— begin DATA TO USE —

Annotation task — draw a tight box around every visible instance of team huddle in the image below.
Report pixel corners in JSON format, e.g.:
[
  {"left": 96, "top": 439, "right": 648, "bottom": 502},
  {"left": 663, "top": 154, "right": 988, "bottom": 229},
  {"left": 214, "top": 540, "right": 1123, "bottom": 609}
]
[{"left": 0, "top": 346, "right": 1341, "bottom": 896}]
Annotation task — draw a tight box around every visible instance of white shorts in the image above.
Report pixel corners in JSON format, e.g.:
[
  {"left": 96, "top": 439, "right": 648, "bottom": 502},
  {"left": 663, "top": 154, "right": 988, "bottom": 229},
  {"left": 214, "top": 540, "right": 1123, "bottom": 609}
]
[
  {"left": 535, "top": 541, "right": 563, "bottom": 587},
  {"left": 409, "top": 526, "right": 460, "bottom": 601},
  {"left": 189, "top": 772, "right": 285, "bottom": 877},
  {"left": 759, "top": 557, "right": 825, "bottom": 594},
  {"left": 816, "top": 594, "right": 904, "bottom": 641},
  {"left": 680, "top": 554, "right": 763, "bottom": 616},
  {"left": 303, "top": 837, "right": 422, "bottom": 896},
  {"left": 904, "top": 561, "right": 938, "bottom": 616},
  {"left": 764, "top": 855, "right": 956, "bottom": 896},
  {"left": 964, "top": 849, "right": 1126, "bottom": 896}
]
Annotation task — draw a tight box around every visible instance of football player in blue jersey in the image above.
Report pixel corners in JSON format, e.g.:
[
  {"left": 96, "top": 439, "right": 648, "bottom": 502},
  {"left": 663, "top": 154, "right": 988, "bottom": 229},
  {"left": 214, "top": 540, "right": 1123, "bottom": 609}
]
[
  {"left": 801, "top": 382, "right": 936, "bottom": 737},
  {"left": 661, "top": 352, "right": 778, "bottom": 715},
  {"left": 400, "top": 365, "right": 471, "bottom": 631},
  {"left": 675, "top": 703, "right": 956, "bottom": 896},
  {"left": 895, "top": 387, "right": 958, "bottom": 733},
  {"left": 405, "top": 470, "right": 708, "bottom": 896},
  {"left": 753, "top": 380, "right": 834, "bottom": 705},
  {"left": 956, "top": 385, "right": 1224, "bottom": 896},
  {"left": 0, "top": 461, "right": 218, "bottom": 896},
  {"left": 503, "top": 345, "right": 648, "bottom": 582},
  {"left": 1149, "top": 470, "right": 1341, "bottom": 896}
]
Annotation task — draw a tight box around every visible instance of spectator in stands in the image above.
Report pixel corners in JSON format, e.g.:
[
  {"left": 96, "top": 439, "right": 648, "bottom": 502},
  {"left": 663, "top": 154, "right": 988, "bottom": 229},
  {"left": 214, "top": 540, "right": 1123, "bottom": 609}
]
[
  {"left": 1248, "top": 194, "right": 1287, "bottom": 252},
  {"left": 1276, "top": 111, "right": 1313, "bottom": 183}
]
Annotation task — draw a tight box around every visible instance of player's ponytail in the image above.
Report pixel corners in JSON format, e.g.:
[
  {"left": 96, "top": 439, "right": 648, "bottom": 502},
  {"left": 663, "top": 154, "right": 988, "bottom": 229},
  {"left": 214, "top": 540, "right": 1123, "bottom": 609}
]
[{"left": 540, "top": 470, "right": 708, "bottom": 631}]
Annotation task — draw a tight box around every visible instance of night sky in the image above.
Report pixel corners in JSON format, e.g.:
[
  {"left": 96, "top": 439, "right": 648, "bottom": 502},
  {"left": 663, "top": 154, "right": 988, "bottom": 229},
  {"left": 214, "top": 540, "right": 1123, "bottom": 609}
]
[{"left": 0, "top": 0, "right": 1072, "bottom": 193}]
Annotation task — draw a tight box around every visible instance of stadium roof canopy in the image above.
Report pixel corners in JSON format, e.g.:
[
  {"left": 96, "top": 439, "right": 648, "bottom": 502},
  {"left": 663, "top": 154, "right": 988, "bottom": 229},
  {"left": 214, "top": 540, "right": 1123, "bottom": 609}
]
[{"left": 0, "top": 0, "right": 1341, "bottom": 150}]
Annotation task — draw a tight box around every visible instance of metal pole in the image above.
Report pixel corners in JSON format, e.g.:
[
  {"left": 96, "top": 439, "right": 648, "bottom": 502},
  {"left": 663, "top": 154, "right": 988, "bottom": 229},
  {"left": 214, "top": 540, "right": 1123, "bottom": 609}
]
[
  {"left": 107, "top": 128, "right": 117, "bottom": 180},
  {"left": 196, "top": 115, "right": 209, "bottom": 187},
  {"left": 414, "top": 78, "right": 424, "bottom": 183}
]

— end DATA TO USE —

Convert the data from the line containing "pole in the image above." through the end of the data into a Markdown table with the columns "Row" and "Text", numbering each line and leaving out blank lines.

| Row | Text |
|---|---|
| 1 | Annotation task — draw a tight box around every visible instance of metal pole in the image above. |
| 2 | Report pixel corners in JSON format, e.g.: |
| 3 | [ |
| 4 |   {"left": 96, "top": 439, "right": 648, "bottom": 502}, |
| 5 |   {"left": 663, "top": 154, "right": 988, "bottom": 229}, |
| 6 |   {"left": 214, "top": 540, "right": 1123, "bottom": 609} |
| 7 | ] |
| 8 | [ |
| 9 |   {"left": 107, "top": 128, "right": 117, "bottom": 180}, |
| 10 |   {"left": 196, "top": 115, "right": 209, "bottom": 187}, |
| 11 |   {"left": 414, "top": 78, "right": 424, "bottom": 183} |
| 12 | ] |